Stored data:
* START *

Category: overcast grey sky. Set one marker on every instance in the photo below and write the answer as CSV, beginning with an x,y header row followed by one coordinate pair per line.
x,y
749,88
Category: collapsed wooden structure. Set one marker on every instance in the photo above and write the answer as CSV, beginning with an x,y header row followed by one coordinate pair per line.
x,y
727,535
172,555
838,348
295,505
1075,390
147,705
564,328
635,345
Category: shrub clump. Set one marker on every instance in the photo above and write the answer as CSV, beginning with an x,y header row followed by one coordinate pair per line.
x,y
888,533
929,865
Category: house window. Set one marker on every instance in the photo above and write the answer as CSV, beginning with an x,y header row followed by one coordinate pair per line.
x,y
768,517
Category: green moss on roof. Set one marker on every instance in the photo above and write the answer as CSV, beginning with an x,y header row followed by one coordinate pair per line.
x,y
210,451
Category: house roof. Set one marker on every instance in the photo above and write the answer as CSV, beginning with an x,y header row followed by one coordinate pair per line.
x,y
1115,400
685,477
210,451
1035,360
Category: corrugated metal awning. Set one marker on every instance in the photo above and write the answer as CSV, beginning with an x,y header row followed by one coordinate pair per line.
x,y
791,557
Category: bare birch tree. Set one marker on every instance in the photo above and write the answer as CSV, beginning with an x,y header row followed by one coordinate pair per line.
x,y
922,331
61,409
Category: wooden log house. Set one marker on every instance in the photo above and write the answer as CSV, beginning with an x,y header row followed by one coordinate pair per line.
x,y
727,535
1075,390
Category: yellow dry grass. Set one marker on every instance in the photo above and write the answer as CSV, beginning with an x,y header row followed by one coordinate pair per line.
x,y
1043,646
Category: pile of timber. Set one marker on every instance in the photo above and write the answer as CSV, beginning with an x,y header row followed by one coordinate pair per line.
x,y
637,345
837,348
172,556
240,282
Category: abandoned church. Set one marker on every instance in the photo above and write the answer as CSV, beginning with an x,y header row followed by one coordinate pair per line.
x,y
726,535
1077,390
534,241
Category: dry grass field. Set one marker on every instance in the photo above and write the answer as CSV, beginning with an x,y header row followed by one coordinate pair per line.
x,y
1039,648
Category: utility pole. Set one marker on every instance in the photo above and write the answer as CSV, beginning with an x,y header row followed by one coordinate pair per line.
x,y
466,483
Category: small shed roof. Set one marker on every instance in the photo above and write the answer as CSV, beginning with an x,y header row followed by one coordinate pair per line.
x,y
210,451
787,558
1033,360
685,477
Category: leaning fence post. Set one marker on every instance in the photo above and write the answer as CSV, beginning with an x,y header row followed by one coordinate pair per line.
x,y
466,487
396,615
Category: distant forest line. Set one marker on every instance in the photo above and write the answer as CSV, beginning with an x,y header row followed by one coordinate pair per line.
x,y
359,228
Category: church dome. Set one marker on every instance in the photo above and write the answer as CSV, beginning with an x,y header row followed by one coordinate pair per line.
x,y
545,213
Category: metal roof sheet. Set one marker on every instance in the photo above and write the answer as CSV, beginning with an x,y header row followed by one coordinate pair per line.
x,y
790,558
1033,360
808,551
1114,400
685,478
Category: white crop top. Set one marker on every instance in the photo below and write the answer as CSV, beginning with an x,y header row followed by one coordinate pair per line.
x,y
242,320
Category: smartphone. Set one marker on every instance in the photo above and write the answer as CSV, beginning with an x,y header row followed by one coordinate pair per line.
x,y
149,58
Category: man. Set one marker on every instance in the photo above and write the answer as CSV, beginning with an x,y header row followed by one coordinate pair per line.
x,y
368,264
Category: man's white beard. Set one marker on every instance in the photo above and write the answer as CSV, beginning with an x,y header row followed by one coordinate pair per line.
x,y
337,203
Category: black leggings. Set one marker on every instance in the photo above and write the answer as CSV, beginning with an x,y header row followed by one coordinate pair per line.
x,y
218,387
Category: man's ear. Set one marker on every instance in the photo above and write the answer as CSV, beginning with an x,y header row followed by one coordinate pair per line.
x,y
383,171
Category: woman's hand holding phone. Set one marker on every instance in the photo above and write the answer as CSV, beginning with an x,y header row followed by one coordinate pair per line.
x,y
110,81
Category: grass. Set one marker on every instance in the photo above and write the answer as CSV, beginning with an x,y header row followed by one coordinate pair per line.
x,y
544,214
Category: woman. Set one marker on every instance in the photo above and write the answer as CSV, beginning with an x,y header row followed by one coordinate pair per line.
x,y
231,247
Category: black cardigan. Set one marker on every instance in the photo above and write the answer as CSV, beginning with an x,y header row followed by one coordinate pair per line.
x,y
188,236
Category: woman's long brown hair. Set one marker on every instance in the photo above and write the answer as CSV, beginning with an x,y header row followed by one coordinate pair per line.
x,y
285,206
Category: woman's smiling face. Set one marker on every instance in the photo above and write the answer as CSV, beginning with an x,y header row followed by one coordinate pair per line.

* END *

What needs to be done
Reproduce the items from the line containing "Category: grass. Set" through the end of the items, switching "cardigan" to "sweater" and leaving everything else unchanged.

Final answer
Category: grass. Set one marker on every instance in the photo above and write the answer as CSV, beginning with an x,y header row followed by one coordinate pair per line.
x,y
544,214
Category: woman. Set one marker on every instance in the photo above and write the answer as CSV, beginning with an x,y header row followed by one coordinate pair per line.
x,y
231,247
Category: black sweater. Set one marker on every instance in the photo above and write the answer as CSV, beginning with an x,y header row followed by one coordinate pair per line.
x,y
188,236
Category: woman's long brown hair. Set one marker on every instance in the photo above and write the answer as CSV, beginning with an x,y header row followed by one coordinate pair per line.
x,y
285,206
Category: woman's smiling face. Set one marker on every instance in the photo above and write the answer as CSV, beginning with an x,y header row followed by one coordinate pair per line.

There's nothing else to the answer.